-------- Text

Newton Abbot


Newton Abbot is a market town and civil parish on the River Teign in the Teignbridge District of Devon, England. Its population was 24,029 in 2011, and was estimated at 26,655 in 2019. It grew rapidly in the Victorian era as the home of the South Devon Railway locomotive works. This later became a major steam engine shed, retained to service British Railways diesel locomotives until 1981. It now houses the Brunel industrial estate. The town has a race course nearby, the most westerly in England, and a country park, Decoy. It is twinned with Besigheim in Germany and Ay in France.

Toponymy

Newton Abbot does not appear in the Domesday Book of 1086. It is first documented in the late 12th century in Latin as Nova Villa: "new farm". In 1201 it was recorded as Nieweton' abbatis: "New settlement belonging to the abbot". The land was granted to Torre Abbey by William de Briwere in 1196.
Robert Bussell acquired the area in the Highweek parish and Teignbridge Hundred, which was then Newton Bushel. The twin towns worked together and their markets were eventually combined. Local noted antiquarian Cecil Torr states that the town continued to be known simply as Newton or Newton Bushel to the majority of people prior to the arrival of the railway, which named the station Newton Abbot in order to distinguish it from other towns called Newton on the railway network.
Even after the arrival of the railway, the mononym "Newton" remained in common use, with Richard Nicholls Worth noting in 1880 that "Newton is a modern development of the ancient towns of Newton Abbot and Newton Bushell, which the railway has made into an important centre".

History

Early history

Traces of Neolithic inhabitants have been found at Berry's Wood Hill Fort near Bradley Manor. This was a contour hill fort that enclosed about. Milber Down camp was built before the 1st century BC and later occupied briefly by the Romans, whose coins have been found there.
Highweek Hill has the remains of a Norman motte-and-bailey castle, known as Castle Dyke. A village grew up around the castle, first called Teignwick, and later Highweek, implying a village on the high ground. Another settlement developed on the low ground around the River Lemon and would become part of Wolborough Manor.

The markets

There has been a thriving market in Newton Abbot for over 750 years – the first market charter was granted in 1220.
The New Town of the Abbots was given the right some time between 1247 and 1251 to hold a weekly market on Wednesdays. By 1300 the two settlements were renamed as Newton Abbot and Newton Bushel. On the strength of the market, it quickly became a thriving town and a good source of income for the Abbots.
Over the river, on the Highweek side, another weekly market was created. This one was on Tuesdays; and because the Bushel family were the landowners this community became known as Newton Bushel. Over the next 200 years Newton Bushel ran more annual fairs, a number of mills were set up, and the leather and wool trades started. Newton Bushel was also a convenient place for travellers to stay. Torre Abbey was dissolved in 1539 and ownership of Wolborough was granted to John Gaverock, who built himself a new house at Forde.

----------------
-------- Recorded information

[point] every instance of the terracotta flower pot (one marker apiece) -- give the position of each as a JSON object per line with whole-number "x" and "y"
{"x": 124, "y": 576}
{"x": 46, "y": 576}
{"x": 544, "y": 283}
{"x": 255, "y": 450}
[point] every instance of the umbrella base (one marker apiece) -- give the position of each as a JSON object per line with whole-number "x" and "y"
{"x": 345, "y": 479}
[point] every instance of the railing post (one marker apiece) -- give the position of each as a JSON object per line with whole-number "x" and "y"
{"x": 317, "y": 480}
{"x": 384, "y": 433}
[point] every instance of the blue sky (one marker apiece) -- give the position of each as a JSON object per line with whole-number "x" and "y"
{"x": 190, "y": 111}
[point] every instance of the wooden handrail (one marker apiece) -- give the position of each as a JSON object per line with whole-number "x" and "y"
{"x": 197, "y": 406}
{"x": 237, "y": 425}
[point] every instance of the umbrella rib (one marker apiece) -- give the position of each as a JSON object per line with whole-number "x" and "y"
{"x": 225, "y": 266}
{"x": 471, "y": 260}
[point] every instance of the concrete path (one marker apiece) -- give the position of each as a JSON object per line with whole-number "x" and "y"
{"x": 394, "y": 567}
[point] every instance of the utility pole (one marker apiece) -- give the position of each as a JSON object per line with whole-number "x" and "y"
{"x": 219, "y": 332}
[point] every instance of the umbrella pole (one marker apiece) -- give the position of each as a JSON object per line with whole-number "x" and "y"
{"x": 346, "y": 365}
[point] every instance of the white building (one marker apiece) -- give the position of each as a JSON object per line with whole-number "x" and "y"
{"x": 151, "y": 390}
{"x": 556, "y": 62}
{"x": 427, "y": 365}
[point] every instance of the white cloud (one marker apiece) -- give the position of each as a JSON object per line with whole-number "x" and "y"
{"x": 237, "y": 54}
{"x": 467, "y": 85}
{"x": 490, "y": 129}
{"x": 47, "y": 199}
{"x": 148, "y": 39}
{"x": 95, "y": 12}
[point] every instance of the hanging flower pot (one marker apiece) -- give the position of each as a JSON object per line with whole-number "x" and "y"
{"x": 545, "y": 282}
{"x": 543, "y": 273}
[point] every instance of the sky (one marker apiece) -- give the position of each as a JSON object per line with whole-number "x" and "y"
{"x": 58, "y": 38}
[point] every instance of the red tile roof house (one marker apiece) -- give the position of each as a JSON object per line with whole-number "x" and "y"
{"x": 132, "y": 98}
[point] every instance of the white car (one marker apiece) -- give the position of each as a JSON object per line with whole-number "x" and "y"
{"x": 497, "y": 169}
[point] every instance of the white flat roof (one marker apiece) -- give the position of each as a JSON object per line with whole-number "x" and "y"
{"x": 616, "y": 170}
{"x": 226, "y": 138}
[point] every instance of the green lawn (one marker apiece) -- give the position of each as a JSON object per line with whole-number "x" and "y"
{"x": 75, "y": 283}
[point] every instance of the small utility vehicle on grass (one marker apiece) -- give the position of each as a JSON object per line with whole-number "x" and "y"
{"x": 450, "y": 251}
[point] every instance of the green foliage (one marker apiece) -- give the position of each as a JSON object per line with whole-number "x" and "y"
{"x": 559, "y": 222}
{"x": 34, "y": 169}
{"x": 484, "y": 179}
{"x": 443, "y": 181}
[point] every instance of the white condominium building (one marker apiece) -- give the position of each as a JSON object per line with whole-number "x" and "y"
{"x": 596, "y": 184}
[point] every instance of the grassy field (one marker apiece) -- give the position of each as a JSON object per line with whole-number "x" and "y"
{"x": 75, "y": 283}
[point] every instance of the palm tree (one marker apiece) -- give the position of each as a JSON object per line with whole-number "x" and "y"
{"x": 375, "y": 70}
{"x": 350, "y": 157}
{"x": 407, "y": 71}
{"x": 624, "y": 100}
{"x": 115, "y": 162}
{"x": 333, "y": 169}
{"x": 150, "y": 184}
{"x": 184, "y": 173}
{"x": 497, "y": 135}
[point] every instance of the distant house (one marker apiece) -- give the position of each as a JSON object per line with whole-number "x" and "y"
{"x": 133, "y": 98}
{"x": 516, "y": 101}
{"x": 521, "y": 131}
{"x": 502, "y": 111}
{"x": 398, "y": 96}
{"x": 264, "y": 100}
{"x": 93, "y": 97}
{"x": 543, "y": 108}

----------------

Write the next part of the Newton Abbot article, picking up right after its last sentence. The rows play no part in what follows.

The twin markets of Newton Abbot and Newton Bushel continued until they were merged in 1633 as a Wednesday weekly market under the control of Bradley Manor. By 1751 it had been joined by a smaller Saturday market and three annual fairs: a cattle fair on 24 June, a cheese and onion fair in September, and a cloth fair on 6 November. The markets continued to expand, and in 1826 a new market place was built. But over the next 50 years the buildings became dilapidated, and a new corn exchange and market hall were completed in 1871.

Wool and leather

In medieval times Devon was an important sheep-rearing county. Many towns had their own wool and cloth industries and Newton Abbot had woollen mills, fullers, dyers, spinners, weavers and tailors. In particular, fellmongering was well established in the town. In 1724 Daniel Defoe wrote that Newton Abbot had a thriving serge industry that sent goods to Holland via Exeter. The annual cloth fair was the town's busiest fair. Over the 19th century, Vicary's mills became an important employer in the town and by the 1920s was employing over 400 men. However, by 1972 business had declined and the works closed down.
Associated with the woollen industry was the leather business. Hides left after the fell-mongering process were made into leather. Tanners, boot and shoemakers, glovers and saddlers were all in business in Newton Abbot. As with the wool industry, business flourished over 600 years until after the Second World War.

The Newfoundland trade

In 1583 Humphrey Gilbert, a local adventurer landed at St. John's in Newfoundland and claimed the area as an English colony. The fisheries quickly developed. Between 1600 and 1850 there was a steady trade between Newton Abbot and the cod fisheries off Newfoundland. Every year men from the town would gather at the Dartmouth Inn or Newfoundland Inn in East Street in the hope of being hired for a season's work. In the autumn the dried cod was stored in depots and sometimes used as payment. There was a considerable economic spin-off from this trade. Fish hooks, knives, waterproof boots and rope were all made in the town. The Rope Walk in East Street just a few yards from the Cider Bar still exists, together with the names Newfoundland Way and St John's Street.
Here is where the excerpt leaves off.